TAKHT, Persian word meaning a throne or royal seat, has, besides its common literal use, other connotations in the Sikh tradition. In Guru Granth Sahib, the Sikh Scripture, phrases such as sachcha takht (true throne) and pura takht (perfect throne) have been used to signify God`s seat of divine justice. Guru Nanak in Var Malar KI alludes to the created universe as His sacha takht (GG, 907), but also qualifies that “His is the sacha or everlasting takht while all else comes and goes” (GG, 1279). God in Sikh metaphysics is described as Formless but to make Him intelligible to the lay man He is sometimes personified and referred to as sacha sah, sultan, patsah meaning the true king or sovereign.

As such his seat is appropriately referred to a sachcha takht sitting on which he dispenses sachcha niaon, true justice. Bhai Gurdas (d. 1636), poet and exegete, also describes sadh sangat, holy fellowship, as God`s takht (Varan, .XI. 5). Guru in Sikhism is believed to be one with God, and it became common among the Sikhs, at least by the time of Guru Arj an (1563-1606), to refer to the Gurus too as sachcha patshah and to their gaddior spiritual seat as takht. The bards Balvand, Nalya and Mathura, in their verses included in the Guru Granth Sahib, use takht in this sense. Guru Hargobind (1595-1644) in fact adopted a princely style.

He constructed a high platform opposite Harimandar, the Golden Temple of modern day, for his investiture as Guru, in 1606. It was named Akal Takht, the Throne of the Timeless One. Subsequently a building, Akal Bunga, was raised over it so that the Akal Takht continues to be its popular name. Here the Guru conducted the secular affairs of the community. Sitting on high takht he held his court, received offerings, heard the bards recite heroic poetry, and issued hukamnamahs or edicts to Sikhs and distant sangats. In the open space between the Harimandar and the Akal Takht were held tournaments of physical feats in the afternoons.

The Akal Takht became for the Sikhs the highest seat of temporal as well as spiritual authority. The Sikhs recognize four other holy places as takhts. They are connected with Guru Gobind Singh (1666-1708)Takht Sri Harimandar Sahib, Patna, where he was born ; Takht Sri Kesgarh Sahib, Anandpur, where he created the Khalsa; Takht Sachkhand Sri Hazur Sahib, Abchalnagar, Nanded, in Maharashtra, where he passed away; and Takht Sri Damdama Sahib , Talvandi Sabo, where he stayed for several months in 1706. While the other Takhts were recognized as such in the Sikh Gurdwaras Act, 1925, the one at Talvandi Sabo was officially declared a Takht by Shiromani Gurdwara Parbandhak Committee at its general meeting held on 18 November 1966.

:::::

Directions:
[a] Using the passage on takhts, answer each question:
(i) What name was given to the platform Guru Hargobind built opposite Harimandar?
(ii) Where did Guru Gobind Singh create the Khalsa?
(iii) What does Bhai Gurdas describe as God's takht?
[b] Summarize the passage on takhts in two sentences.

Data lines:
:::::

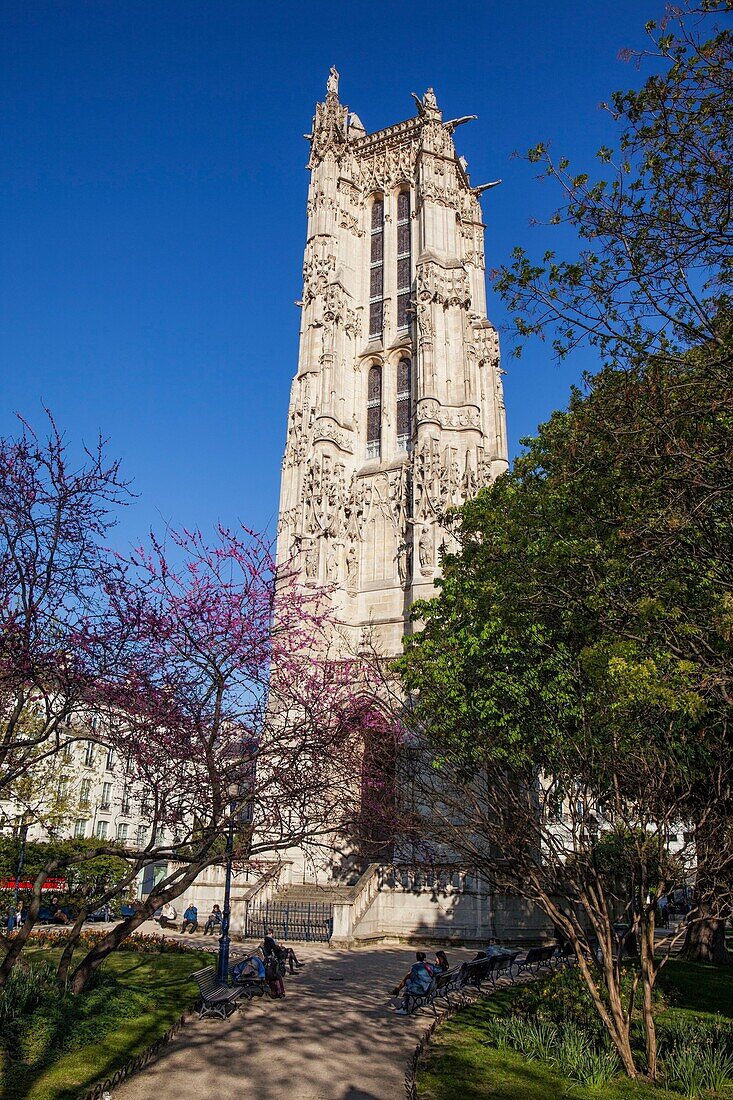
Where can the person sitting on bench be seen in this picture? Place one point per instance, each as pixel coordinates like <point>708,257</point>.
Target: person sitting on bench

:::::

Expected answers:
[a]
(i) Akal Takht, the Throne of the Timeless One.
(ii) At Takht Sri Kesgarh Sahib, Anandpur.
(iii) Sadh sangat, the holy fellowship.

[b] Takht, a Persian word meaning a throne or royal seat, is used in the Sikh Scripture to signify God's seat of divine justice, and Sikhs also came to use it for the spiritual seat of the Gurus. Guru Hargobind built the Akal Takht opposite Harimandar in 1606, and it became the highest seat of temporal and spiritual authority for the Sikhs, who also recognize four other takhts connected with Guru Gobind Singh.